__SUPPLIED TEXT__

## BEGIN

Return to Transcripts main page

WOLF

Who Can Best Keep U.S. Safe; Justice Scalia Audio Released; Terrorist Warnings for Geneva, Toronto, Chicago as Suspicious Phones Purchased. Aired 1:30-2p ET

Aired December 11, 2015 - 13:30   ET

THIS IS A RUSH TRANSCRIPT. THIS COPY MAY NOT BE IN ITS FINAL FORM AND MAY BE UPDATED.


(COMMERCIAL BREAK)

[13:34:09] BRIANNA KEILAR, CNN ANCHOR: The terrorist attack in San Bernardino, California, highlights a major issue in the presidential race, who can best keep the country safe. This is the focus of the Republican debate next Tuesday, hosted by our very own Wolf Blitzer, and it is also an issue that members of Congress are grappling with.

We have Senator Angus King, an Independent, from Maine. He serves on the Intelligence and Armed Serves Committee.

I want to ask you, Senator King, about ISIS creating the fake passports, because it appears that we are told by the officials that they were able to obtain a Syrian passport machine and blank passports.

## END

__GIVEN DATA__
## BEGIN

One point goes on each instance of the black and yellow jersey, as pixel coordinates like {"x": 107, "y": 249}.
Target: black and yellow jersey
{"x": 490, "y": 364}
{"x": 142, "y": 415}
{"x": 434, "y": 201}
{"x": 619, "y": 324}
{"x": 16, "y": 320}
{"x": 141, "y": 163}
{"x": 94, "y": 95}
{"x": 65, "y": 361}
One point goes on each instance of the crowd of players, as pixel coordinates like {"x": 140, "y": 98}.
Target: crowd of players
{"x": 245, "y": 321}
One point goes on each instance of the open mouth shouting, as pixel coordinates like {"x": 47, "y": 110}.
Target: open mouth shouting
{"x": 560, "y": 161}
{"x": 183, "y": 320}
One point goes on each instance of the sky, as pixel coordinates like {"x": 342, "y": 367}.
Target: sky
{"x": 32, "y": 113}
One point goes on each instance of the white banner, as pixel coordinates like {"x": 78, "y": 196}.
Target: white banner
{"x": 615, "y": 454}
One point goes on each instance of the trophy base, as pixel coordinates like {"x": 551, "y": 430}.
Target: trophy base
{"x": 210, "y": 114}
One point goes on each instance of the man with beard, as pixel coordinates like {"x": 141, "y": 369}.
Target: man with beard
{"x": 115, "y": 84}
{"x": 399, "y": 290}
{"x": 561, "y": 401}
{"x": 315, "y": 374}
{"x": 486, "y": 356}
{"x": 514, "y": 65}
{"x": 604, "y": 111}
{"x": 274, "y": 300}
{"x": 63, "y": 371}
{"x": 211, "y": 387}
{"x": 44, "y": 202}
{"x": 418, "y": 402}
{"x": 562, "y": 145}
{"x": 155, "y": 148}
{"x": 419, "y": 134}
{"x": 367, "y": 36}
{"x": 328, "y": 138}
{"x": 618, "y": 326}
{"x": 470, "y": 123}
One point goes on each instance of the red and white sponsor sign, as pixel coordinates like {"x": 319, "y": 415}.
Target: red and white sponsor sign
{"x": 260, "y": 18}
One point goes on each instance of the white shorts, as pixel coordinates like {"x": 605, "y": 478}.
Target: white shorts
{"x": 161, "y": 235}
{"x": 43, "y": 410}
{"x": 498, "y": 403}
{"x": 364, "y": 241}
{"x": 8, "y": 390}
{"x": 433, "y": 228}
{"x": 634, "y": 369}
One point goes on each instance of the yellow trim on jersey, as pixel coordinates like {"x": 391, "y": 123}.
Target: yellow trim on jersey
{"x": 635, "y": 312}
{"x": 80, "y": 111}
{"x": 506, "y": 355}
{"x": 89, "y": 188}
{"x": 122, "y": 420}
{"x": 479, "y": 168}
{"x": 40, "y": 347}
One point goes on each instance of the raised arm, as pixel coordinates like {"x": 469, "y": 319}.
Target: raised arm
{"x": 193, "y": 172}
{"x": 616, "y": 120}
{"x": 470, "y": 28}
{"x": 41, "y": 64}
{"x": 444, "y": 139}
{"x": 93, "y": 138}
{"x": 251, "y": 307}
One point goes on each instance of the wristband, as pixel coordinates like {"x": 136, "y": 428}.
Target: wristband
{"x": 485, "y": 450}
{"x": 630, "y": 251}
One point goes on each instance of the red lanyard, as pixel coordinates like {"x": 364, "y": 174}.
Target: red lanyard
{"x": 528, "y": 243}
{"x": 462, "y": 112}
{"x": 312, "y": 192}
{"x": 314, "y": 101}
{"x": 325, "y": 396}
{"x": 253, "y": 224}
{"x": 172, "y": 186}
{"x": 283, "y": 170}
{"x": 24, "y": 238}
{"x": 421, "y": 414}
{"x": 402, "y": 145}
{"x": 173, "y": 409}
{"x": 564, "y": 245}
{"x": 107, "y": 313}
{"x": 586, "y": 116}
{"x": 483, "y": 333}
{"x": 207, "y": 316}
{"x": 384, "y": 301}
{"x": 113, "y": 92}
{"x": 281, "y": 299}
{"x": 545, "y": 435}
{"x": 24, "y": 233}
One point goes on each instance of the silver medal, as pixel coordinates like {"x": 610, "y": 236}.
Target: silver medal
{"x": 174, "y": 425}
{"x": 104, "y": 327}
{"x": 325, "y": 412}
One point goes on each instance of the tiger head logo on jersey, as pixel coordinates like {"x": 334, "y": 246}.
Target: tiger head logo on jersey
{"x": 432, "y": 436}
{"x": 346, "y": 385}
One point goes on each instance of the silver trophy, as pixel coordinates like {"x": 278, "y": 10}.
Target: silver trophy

## END

Sum up the news transcript above in two sentences.

__WRITTEN SOLUTION__
In a segment aired December 11, 2015, anchor Brianna Keilar says the terrorist attack in San Bernardino, California, highlights a major issue in the presidential race, who can best keep the country safe, which is the focus of next Tuesday's Republican debate hosted by Wolf Blitzer and an issue members of Congress are also grappling with. She then asks Angus King, an Independent senator from Maine, about ISIS creating fake passports, noting that officials say the group was able to obtain a Syrian passport machine and blank passports.